Task prompt
Below are some records; output exactly the lines from the line with "Query: inscription on pedestal" to the line with "Query: flagpole", both ends kept, and nothing more.

Records for the exercise
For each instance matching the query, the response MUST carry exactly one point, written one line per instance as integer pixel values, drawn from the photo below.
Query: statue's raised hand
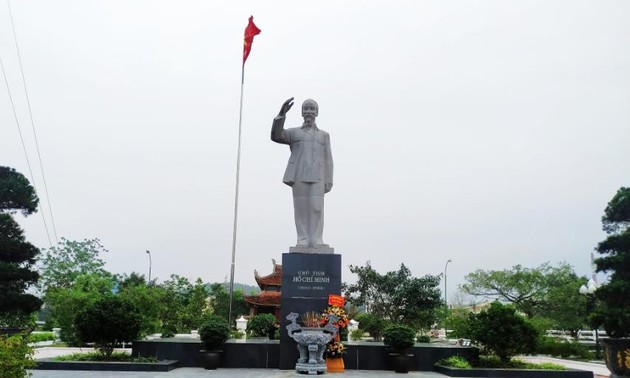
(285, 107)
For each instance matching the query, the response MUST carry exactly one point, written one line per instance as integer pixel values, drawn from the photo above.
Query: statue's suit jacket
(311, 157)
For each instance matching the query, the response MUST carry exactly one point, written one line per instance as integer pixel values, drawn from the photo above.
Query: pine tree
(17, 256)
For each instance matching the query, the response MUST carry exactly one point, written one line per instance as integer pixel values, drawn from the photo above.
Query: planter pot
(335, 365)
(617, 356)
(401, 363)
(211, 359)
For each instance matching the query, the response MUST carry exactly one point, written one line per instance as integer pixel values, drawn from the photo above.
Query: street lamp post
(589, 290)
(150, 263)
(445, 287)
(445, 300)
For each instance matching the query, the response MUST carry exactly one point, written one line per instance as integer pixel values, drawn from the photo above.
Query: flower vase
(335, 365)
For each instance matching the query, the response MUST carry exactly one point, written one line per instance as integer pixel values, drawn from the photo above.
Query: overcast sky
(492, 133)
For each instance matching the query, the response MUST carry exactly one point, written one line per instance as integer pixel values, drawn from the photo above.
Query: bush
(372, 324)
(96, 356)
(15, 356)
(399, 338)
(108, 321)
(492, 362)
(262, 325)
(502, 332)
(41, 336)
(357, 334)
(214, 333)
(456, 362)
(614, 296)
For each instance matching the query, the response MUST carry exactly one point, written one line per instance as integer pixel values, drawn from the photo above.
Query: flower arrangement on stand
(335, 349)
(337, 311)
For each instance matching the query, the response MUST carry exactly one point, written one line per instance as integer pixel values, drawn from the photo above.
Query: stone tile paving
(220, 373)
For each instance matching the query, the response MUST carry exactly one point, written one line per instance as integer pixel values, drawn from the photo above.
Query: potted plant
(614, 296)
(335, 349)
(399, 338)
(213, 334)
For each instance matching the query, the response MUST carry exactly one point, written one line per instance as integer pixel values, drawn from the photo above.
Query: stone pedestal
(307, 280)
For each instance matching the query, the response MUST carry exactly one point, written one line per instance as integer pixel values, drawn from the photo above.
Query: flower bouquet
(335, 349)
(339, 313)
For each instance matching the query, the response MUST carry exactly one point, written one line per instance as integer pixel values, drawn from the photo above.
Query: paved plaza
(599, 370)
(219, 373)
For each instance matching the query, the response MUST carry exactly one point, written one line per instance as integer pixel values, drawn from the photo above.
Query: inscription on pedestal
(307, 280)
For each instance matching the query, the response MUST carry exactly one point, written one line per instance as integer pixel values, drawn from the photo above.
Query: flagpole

* * *

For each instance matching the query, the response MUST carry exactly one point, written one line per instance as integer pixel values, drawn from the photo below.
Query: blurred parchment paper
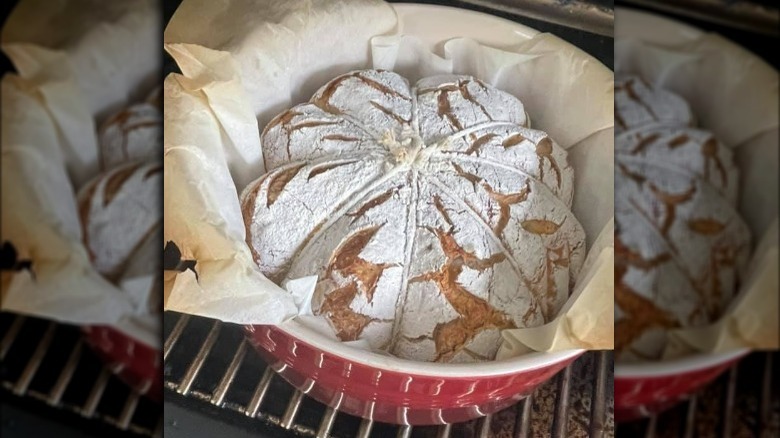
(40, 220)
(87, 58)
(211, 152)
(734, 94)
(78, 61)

Solution for this task
Query: inscription on pedestal
(307, 280)
For each instance matching the query, the response MUST carry exactly one point, written one line per instance as integer pixel values, drawn from the photo above.
Query: flagpole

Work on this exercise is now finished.